---- DATA SUPPLIED

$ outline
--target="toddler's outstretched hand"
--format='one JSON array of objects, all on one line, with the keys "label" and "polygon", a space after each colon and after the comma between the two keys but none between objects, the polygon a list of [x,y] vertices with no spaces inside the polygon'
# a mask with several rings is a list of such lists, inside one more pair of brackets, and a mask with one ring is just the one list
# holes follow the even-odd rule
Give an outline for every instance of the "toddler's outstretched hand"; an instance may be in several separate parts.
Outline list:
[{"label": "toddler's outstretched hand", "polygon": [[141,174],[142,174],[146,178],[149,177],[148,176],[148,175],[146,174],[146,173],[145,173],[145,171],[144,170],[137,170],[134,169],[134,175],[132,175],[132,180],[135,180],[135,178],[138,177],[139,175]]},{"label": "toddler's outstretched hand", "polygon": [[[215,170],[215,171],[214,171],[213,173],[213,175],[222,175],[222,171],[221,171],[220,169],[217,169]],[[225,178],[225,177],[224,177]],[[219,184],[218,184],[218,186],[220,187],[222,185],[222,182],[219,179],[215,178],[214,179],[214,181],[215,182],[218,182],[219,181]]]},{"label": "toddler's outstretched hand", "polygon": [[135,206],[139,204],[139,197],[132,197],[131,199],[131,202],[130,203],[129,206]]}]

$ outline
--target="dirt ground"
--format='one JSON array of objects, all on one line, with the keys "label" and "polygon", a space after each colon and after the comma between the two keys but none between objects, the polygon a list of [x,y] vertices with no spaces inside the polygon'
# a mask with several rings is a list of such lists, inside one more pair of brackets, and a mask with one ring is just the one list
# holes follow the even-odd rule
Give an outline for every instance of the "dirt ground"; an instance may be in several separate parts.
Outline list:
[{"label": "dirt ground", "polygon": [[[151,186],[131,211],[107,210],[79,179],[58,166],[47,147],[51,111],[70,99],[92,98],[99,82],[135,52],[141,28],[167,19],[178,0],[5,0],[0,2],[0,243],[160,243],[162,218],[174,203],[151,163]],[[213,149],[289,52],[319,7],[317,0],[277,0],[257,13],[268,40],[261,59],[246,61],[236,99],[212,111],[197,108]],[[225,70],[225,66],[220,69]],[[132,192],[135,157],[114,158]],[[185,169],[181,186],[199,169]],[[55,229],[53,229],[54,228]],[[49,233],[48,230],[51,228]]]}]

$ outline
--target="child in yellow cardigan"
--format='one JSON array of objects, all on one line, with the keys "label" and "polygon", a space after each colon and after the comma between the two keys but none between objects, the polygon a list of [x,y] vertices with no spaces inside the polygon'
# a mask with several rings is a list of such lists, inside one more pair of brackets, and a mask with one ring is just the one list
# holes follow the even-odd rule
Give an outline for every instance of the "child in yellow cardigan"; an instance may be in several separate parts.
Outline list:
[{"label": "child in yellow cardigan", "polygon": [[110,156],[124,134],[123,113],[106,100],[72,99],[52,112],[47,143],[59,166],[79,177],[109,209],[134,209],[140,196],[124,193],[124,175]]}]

--------

> SHORT EXERCISE
How many lines in the listing above contain the word "target"? Reply with the number only.

> OUTPUT OF THE EXERCISE
3